**Extrait à lire:**

====

Cette équipe est une chance pour
la Suisse. Andy Rihs, qu'on peut remercier mille fois pour son
engagement, a raison de voir plus haut. Avec des Ballan et autres
Hincapie, ce team pourra être aligné dans les grandes courses. Et
c'est là que les jeunes pourront acquérir de l'expérience.
Maintenant, je trouve inadmissible que BMC n'ait pas été invitée
sur le Tour de Suisse 2009. C'est surtout dommage vis-à-vis des
jeunes, tous motivés de courir chez eux. Ce n'est pas normal, même
si je ne connais pas les raisons.



tsrsport.ch:

Dès mardi auront lieu les
Mondiaux de Mendrisio. Cancellara a annoncé la couleur en voulant
remporter la course sur route. En a-t-il les moyens
?

====

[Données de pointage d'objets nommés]
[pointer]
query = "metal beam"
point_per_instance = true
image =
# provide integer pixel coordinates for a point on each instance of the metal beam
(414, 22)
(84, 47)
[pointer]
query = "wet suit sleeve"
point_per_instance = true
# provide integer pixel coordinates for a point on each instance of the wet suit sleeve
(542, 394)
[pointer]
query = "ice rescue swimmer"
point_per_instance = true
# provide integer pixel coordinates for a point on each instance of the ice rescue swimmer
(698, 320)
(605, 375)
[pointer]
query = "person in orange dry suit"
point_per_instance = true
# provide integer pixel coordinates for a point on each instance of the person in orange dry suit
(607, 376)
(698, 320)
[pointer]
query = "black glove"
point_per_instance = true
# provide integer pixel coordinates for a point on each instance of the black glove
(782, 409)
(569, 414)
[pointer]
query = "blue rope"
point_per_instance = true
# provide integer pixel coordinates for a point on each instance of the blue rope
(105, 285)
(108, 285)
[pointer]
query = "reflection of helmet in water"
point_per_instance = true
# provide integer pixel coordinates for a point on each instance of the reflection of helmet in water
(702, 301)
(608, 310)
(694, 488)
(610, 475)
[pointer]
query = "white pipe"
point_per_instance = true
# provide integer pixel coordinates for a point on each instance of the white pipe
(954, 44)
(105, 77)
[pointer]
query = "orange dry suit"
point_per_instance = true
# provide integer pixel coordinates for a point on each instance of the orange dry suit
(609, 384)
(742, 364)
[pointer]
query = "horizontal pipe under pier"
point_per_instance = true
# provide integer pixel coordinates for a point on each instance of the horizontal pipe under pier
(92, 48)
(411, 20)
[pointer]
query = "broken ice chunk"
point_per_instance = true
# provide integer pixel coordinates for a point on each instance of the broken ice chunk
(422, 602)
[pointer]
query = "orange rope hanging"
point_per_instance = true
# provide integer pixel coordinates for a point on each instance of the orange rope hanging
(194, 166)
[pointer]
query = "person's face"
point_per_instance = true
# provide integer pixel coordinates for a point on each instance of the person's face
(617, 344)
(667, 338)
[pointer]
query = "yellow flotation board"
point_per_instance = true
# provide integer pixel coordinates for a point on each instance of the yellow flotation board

====

**À faire:**
[1] Recopiez le passage de l'extrait sur le cyclisme qui va de "Cette équipe est" jusqu'à "acquérir de l'expérience.".
[2] D'après l'extrait sur le cyclisme, quelle équipe n'a pas été invitée sur le Tour de Suisse 2009 ?
[3] Relevez tous les noms de personnes cités dans l'extrait sur le cyclisme.

**Réponses par tâche:**
[1]
Cette équipe est une chance pour
la Suisse. Andy Rihs, qu'on peut remercier mille fois pour son
engagement, a raison de voir plus haut. Avec des Ballan et autres
Hincapie, ce team pourra être aligné dans les grandes courses. Et
c'est là que les jeunes pourront acquérir de l'expérience.

[2] BMC.

[3] Andy Rihs, Ballan, Hincapie, Cancellara